##### Fragment dokumentu

Jak zawodnik przeżywa porażkę?

PW: Ja także, podobnie jak Sławek, nie lubię przegrywać – tak wychował mnie tata. Kiedy grałem z nim w piłkę nożną, nie dawał mi wygrywać. Ja wtedy obrażałem się i płakałem, nienawidziłem przegrywać – mam to w charakterze. Dopiero z czasem nauczyłem się przegrywać. Porażka powinna być jednak dalszą motywacją do pracy – coś się nie udało, coś źle zrobiłem, siedzi to w głowie: tę interwencję mogłem zrobić szybciej, mogłem wyjść do koła, wtedy byśmy wygrali. Porażka powinna być dodatkowym bodźcem do dalszej jeszcze cięższej pracy.

SS: Ja porażki bardzo ciężko przeżywam. Wtedy mamy taki zwyczaj z małżonką. Kiedy ona wyczyta w Internecie, że przegraliśmy, wtedy wie, że nie wracam do łóżka. Przyjeżdżam do domu najczęściej późnym wieczorem i wtedy myślę cały czas o meczu. Myślę, co mógłbym zmienić w danym momencie. Kilka razy w głowie ten mecz przeżywam. Potem przychodzi kolejny dzień i mówię: trzeba do pracy, trzeba dalej ciężko pracować, żeby poprawić się.

A czy znacie sportowców, waszych kolegów, dla których porażka przychodzi lżej?

SS: Są różne szkoły. Na przykład Skandynawowie podchodzą do niej pozytywnie. Wiem, że mecz zagrałem fatalnie, a przychodzi do mnie facet i mówi: „Świetne pierwsze dziesięć minut”. To zależy od mentalności, od kraju, z którego człowiek pochodzi. Skandynawowie potrafią porażkę szybciej odsunąć na bok. My dłużej ją rozpamiętujemy. Pamiętam czasy, w których każda porażka była karana. I człowiek nosi to w głowie, że coś źle zrobił. U nich to wszystko szybko idzie na bok. To jest chyba lepsze, ponieważ człowiek potrafi pozytywnie przetrwać trudne momenty.

Czy Norwegowie w taki sposób przeżywają ów sławny mecz z Polakami, kiedy przegrali w ostatniej sekundzie?

SS: Tak, oni ten mecz rozpamiętują, ale – wiem, ponieważ mam kolegę Norwega w drużynie – mówią, że to nie był koniec świata, bo oni zagrali świetny mecz.

Wobec tego jak inni przeżywają sukces, jeśli do porażek podchodzą z takim dystansem, widząc przede wszystkim to, co dobrego udało się zrobić?

##########
##### Wiersze

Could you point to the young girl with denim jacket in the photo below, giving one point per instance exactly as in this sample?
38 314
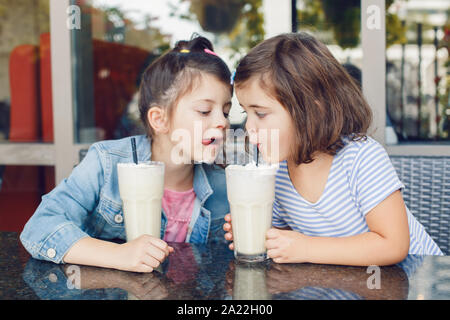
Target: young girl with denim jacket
185 97
337 197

##########

Zadania —
1 > Wypisz wszystkie nazwy narodowości, które pojawiają się w wywiadzie o porażce.
2 > Dopisz dalszy ciąg wywiadu o porażce, zaczynając od odpowiedzi na ostatnie pytanie.

Rozwiązania —
1 > Skandynawowie, Norwegowie, Polacy

2 >
SS: To zależy. Czymś innym jest sukces jako wygrana meczu ligowego, a czymś innym jako wygrana medalu na mistrzostwach Europy lub świata. Sukces jest chyba wszędzie podobnie świętowany. Jednak znam mało sportowców, którzy sukces obracają w samozadowolenie, bo to chyba najgorsza rzecz, jaka może być. Po sukcesie zawsze jest pragnienie, aby po nim wygraj kolejne mecze, nawet 10, 11, żeby mieć taką super-serię. Sukces wtedy jest obracany w motywację. Wszyscy na to patrzą w ten sposób, u nas w zespole bynajmniej.

PW: U nas w lidze podobnie odbieramy sukces. Po jednym sukcesie chcemy, aby przechodziły następne. Trener zachęca nas do jeszcze cięższej pracy. Jeśli ciężko się pracuje, to wyniki nadejdą, i nieważne kiedy to nastąpi.

Czym jest wyrzeczenie, jaki ma smak? Z czego trzeba zrezygnować, żeby całą młodość poświęcić dla sportu?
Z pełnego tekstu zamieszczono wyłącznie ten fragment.